Your answer should consist of the line holding "the lawn, each" and all lines after it to the end of the material, copied exactly.

════════════════════

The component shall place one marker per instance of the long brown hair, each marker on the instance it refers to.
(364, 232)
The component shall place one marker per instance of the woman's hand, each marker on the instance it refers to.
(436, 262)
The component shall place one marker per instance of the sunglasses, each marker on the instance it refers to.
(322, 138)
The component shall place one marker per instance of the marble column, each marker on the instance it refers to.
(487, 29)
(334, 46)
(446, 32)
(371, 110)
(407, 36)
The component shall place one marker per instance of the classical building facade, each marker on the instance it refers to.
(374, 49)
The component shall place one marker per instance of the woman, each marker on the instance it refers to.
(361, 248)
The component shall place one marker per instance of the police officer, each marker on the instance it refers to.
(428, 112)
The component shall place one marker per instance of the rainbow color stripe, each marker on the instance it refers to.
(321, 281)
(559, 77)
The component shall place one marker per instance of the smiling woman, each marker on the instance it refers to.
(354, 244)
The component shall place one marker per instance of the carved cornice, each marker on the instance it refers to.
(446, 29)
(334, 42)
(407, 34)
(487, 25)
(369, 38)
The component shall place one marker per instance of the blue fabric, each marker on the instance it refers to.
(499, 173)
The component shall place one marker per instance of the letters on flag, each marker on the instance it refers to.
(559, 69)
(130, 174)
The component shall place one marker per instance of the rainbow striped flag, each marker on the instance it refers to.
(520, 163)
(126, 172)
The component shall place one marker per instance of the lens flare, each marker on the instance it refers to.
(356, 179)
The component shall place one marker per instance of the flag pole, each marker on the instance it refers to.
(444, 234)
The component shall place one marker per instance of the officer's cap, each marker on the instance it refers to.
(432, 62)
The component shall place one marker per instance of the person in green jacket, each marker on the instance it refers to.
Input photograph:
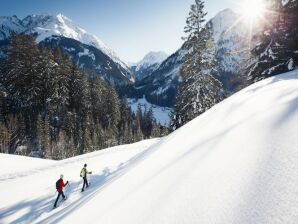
(83, 174)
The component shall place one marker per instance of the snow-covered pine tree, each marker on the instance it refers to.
(199, 89)
(277, 51)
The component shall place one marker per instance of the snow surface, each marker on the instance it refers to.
(161, 114)
(236, 163)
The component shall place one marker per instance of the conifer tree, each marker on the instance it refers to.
(199, 90)
(277, 50)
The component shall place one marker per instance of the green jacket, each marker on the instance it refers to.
(84, 172)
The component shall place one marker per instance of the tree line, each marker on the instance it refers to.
(50, 108)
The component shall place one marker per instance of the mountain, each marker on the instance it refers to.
(60, 30)
(148, 64)
(230, 47)
(236, 163)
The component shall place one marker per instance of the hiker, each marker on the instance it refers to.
(59, 186)
(83, 174)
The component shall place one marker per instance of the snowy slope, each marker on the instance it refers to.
(61, 31)
(231, 49)
(59, 25)
(236, 163)
(148, 64)
(161, 114)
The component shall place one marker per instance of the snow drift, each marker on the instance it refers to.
(236, 163)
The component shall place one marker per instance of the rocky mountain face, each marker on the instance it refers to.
(87, 50)
(148, 64)
(231, 48)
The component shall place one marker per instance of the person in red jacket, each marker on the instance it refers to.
(60, 185)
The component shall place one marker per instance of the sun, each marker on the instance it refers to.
(252, 10)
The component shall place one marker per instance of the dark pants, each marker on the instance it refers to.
(60, 193)
(85, 183)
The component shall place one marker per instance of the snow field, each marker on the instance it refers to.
(236, 163)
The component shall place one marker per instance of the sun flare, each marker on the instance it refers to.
(253, 10)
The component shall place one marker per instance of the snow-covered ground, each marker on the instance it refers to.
(161, 114)
(236, 163)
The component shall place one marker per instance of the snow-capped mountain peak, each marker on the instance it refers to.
(52, 28)
(148, 64)
(153, 57)
(46, 25)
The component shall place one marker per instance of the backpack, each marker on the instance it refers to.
(58, 184)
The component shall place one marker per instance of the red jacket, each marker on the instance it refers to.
(61, 185)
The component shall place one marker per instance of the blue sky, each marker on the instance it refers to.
(131, 28)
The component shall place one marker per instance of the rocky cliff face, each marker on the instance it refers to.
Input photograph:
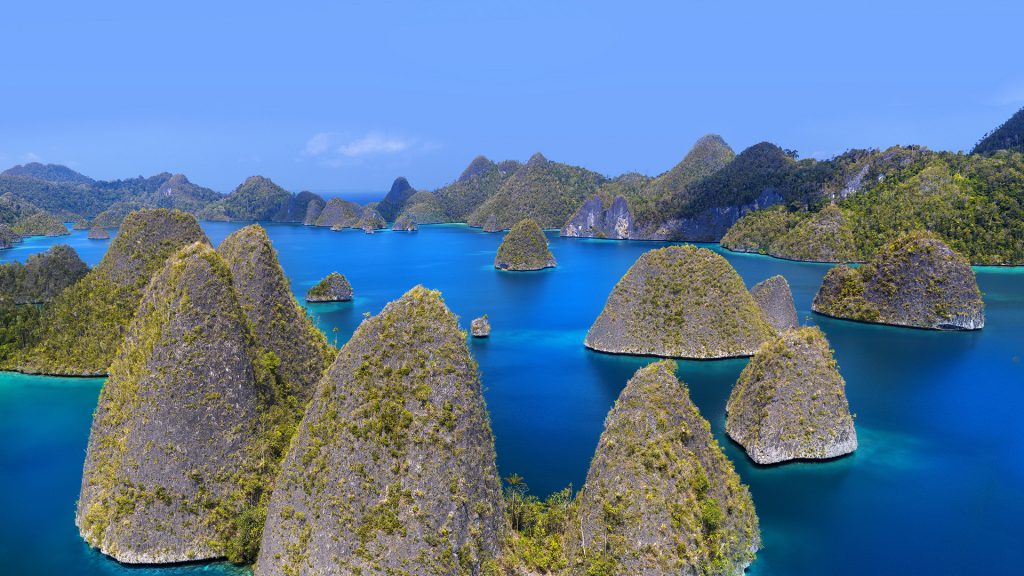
(313, 209)
(392, 469)
(168, 446)
(541, 190)
(680, 301)
(593, 220)
(81, 331)
(524, 248)
(660, 497)
(334, 288)
(394, 202)
(775, 299)
(915, 281)
(480, 327)
(790, 402)
(709, 224)
(40, 223)
(280, 325)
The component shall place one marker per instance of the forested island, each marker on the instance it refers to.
(763, 200)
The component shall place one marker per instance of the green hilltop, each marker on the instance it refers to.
(80, 331)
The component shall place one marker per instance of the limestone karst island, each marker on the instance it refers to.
(511, 289)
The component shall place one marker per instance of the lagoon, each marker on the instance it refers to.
(936, 487)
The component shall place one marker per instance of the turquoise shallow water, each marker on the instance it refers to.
(937, 486)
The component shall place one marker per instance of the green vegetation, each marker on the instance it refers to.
(231, 310)
(455, 202)
(395, 200)
(7, 237)
(1010, 135)
(524, 248)
(709, 155)
(547, 192)
(42, 277)
(340, 213)
(333, 288)
(48, 172)
(256, 199)
(974, 203)
(172, 458)
(913, 281)
(659, 478)
(81, 330)
(392, 469)
(68, 195)
(790, 402)
(40, 223)
(537, 531)
(680, 301)
(825, 236)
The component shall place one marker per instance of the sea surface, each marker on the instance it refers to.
(937, 486)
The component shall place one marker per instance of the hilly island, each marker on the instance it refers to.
(822, 337)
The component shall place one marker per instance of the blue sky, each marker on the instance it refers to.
(344, 96)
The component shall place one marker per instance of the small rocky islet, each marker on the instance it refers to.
(775, 299)
(916, 281)
(680, 301)
(524, 248)
(790, 402)
(480, 327)
(660, 497)
(333, 288)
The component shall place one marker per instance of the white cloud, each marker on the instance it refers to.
(335, 149)
(372, 144)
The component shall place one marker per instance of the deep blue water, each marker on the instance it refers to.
(937, 486)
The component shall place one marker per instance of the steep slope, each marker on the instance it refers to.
(457, 201)
(341, 213)
(7, 237)
(822, 237)
(915, 281)
(660, 497)
(709, 155)
(81, 330)
(1010, 135)
(524, 248)
(280, 325)
(775, 299)
(395, 200)
(392, 469)
(545, 191)
(256, 199)
(790, 402)
(680, 301)
(333, 288)
(48, 172)
(169, 445)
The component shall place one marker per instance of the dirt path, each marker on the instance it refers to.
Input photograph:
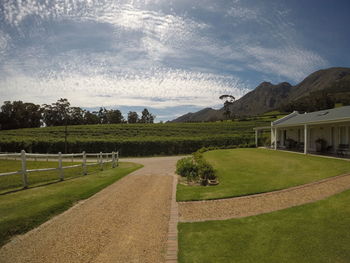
(126, 222)
(262, 203)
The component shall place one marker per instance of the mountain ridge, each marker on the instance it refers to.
(329, 86)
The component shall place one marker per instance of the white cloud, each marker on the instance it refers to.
(290, 62)
(159, 88)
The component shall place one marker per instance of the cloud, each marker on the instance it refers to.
(158, 88)
(290, 62)
(156, 53)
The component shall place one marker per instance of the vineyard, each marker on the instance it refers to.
(133, 139)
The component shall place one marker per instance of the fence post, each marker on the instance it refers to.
(24, 169)
(84, 163)
(101, 161)
(60, 169)
(113, 159)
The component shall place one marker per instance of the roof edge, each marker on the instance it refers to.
(291, 115)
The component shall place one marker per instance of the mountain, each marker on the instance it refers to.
(207, 114)
(320, 89)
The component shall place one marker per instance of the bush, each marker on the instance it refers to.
(196, 168)
(186, 167)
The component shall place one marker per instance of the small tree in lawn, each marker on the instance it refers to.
(147, 117)
(133, 117)
(228, 101)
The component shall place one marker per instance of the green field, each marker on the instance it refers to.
(134, 139)
(23, 210)
(250, 171)
(312, 233)
(14, 182)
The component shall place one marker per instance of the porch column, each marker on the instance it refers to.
(306, 141)
(272, 137)
(276, 138)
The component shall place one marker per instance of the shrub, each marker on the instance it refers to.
(196, 168)
(186, 167)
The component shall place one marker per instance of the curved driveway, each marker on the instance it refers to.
(125, 222)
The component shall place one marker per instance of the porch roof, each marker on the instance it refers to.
(317, 117)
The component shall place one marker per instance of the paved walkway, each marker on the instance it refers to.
(262, 203)
(126, 222)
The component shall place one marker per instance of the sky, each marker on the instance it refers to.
(171, 57)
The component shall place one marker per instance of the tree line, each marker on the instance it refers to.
(18, 114)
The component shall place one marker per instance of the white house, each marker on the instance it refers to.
(320, 131)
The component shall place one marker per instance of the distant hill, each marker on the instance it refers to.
(207, 114)
(320, 89)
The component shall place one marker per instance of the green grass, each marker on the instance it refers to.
(250, 171)
(23, 210)
(312, 233)
(14, 182)
(134, 139)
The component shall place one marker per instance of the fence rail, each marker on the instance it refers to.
(24, 171)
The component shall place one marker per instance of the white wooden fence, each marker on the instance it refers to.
(23, 156)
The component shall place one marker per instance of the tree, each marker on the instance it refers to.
(229, 99)
(16, 114)
(91, 118)
(102, 114)
(133, 117)
(115, 116)
(147, 117)
(77, 116)
(57, 114)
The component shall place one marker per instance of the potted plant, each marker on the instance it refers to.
(321, 145)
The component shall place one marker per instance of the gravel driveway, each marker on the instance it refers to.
(125, 222)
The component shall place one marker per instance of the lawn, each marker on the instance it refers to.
(312, 233)
(14, 182)
(23, 210)
(249, 171)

════════════════════

RESULT BELOW ::
The component shall place one marker per instance of the lawn, each marker on the instance it refers to.
(312, 233)
(14, 182)
(23, 210)
(249, 171)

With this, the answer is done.